Gather every line of the records that contains the string "target", copying each one. Case counts.
-- start RECORDS FOR THIS TASK --
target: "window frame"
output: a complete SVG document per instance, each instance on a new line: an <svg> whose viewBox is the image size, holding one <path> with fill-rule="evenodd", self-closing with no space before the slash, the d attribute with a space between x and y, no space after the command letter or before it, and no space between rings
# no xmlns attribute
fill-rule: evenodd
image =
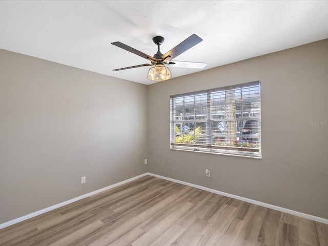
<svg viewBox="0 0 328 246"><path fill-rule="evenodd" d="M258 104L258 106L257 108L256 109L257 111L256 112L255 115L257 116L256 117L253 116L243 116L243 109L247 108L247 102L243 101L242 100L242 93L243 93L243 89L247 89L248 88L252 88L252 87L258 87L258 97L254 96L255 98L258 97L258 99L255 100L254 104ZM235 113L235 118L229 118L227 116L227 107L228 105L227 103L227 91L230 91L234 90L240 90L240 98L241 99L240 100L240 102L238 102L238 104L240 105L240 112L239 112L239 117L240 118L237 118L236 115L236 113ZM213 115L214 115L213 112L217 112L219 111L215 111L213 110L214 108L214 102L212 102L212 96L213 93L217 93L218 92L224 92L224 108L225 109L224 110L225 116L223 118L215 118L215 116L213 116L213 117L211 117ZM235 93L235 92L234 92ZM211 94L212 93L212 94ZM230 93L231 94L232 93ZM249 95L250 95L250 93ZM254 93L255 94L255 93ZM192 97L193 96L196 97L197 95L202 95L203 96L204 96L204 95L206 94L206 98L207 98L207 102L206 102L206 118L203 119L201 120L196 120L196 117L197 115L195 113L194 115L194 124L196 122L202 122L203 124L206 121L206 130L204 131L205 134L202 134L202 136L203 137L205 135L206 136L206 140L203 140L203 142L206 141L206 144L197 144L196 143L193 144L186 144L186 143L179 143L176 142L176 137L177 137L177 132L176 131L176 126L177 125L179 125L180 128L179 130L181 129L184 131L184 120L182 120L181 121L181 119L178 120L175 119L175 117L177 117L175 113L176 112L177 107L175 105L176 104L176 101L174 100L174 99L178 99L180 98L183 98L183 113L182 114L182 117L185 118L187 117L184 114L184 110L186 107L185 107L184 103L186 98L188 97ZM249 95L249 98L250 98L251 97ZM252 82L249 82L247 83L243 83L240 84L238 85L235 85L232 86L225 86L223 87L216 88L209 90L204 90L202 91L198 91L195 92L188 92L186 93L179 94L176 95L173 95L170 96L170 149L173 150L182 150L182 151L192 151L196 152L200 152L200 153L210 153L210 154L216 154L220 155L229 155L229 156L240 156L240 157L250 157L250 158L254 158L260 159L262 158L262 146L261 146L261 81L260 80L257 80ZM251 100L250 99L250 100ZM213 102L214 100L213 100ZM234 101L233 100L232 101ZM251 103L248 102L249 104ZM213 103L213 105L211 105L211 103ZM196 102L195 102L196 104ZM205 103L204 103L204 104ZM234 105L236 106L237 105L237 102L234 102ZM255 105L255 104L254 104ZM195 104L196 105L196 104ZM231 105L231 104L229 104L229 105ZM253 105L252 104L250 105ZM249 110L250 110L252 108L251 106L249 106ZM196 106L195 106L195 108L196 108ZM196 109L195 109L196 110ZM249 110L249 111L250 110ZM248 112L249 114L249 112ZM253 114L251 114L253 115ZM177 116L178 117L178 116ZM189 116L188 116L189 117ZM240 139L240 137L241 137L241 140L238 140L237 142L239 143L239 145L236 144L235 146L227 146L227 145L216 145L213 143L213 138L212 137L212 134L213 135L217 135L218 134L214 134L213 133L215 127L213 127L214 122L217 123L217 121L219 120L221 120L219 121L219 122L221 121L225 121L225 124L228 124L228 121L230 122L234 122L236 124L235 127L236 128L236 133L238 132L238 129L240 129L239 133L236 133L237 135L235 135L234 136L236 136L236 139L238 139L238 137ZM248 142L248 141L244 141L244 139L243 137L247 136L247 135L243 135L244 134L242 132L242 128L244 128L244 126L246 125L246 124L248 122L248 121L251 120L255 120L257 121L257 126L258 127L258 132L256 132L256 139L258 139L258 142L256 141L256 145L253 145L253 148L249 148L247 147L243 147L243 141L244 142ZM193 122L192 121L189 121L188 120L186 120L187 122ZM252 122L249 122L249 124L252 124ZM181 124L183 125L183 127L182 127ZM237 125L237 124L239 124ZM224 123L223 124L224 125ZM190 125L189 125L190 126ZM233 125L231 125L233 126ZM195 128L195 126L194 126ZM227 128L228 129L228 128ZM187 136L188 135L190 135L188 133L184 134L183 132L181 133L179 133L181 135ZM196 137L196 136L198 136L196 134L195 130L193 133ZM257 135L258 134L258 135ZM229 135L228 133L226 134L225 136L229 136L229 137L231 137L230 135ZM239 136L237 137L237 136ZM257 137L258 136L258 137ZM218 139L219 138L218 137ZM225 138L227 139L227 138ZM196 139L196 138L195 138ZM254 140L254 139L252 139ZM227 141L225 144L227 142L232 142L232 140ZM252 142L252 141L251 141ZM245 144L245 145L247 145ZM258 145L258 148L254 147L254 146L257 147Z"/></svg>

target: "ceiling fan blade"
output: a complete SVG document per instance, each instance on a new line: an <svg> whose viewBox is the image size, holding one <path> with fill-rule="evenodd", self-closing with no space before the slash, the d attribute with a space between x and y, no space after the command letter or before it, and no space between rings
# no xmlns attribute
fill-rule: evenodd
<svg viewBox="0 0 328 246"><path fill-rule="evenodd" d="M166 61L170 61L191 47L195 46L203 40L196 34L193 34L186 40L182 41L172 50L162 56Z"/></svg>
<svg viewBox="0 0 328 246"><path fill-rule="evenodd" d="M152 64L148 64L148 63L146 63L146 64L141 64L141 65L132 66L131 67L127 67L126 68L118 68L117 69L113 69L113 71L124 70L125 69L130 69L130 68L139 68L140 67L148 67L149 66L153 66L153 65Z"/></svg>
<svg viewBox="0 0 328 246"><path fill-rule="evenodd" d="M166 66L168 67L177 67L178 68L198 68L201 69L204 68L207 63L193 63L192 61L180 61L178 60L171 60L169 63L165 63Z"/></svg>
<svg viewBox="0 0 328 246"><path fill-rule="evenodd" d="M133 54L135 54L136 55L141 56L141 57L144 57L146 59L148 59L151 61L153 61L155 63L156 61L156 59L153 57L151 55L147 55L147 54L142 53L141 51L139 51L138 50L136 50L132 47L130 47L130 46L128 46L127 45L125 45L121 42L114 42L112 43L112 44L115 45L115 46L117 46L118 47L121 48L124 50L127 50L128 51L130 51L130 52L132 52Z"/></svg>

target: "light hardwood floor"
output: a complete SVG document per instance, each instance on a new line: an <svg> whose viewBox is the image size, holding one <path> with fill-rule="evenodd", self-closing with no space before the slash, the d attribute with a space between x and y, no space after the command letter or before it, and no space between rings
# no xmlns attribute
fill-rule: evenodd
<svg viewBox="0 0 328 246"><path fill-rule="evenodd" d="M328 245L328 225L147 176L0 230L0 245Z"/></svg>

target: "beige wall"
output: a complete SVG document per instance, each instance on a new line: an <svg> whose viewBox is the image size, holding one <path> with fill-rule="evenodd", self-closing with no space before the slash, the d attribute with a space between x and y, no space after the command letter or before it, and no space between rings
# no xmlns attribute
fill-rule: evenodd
-- end RECORDS FOR THIS TASK --
— TASK RESPONSE —
target: "window frame"
target: "ceiling fan blade"
target: "light hardwood floor"
target: "beige wall"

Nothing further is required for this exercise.